--- BEGIN Records provided ---

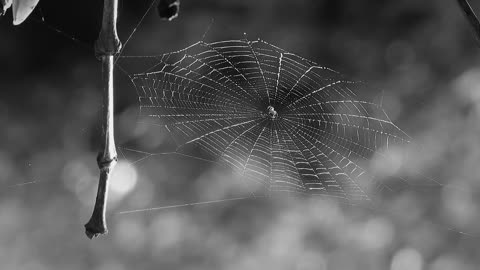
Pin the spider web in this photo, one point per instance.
(285, 123)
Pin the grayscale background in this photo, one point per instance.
(421, 54)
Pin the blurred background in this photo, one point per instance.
(421, 54)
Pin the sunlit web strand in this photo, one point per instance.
(320, 143)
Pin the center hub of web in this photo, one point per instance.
(271, 112)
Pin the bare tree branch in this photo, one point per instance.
(106, 46)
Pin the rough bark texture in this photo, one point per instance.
(106, 46)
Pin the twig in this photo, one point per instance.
(471, 17)
(106, 46)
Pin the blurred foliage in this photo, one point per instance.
(421, 53)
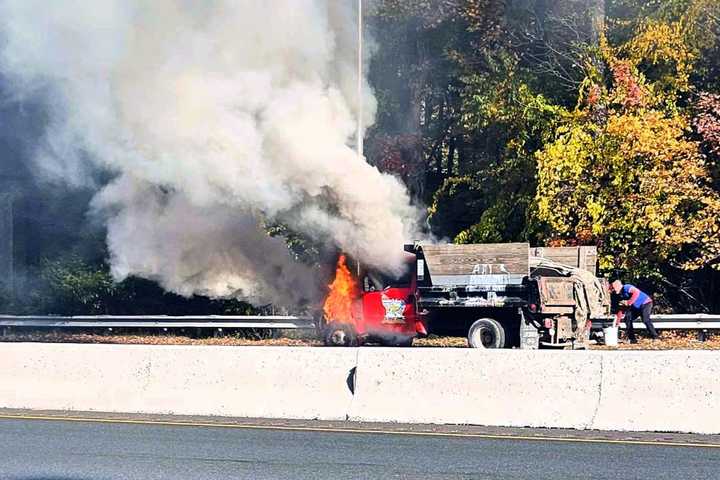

--- END Records provided ---

Copy every row above word for word, leaving out the pictures.

Pin the spider web in this photo, one point per instance.
(285, 123)
Pin the grayscale background in this photo, one point per instance.
(421, 54)
Pin the blurred background in this photo, one point per instance.
(421, 54)
Pin the sunlit web strand in this photo, one point per instance.
(320, 143)
Pin the center hub of web in this photo, one point per instance.
(271, 112)
Pin the bare tree branch in this photo, one point per instance.
(106, 46)
Pin the rough bark texture in this photo, one point per instance.
(106, 46)
Pin the twig in this photo, one point per instance.
(471, 17)
(106, 46)
Pin the blurred foliage in this photo, one point per instance.
(421, 53)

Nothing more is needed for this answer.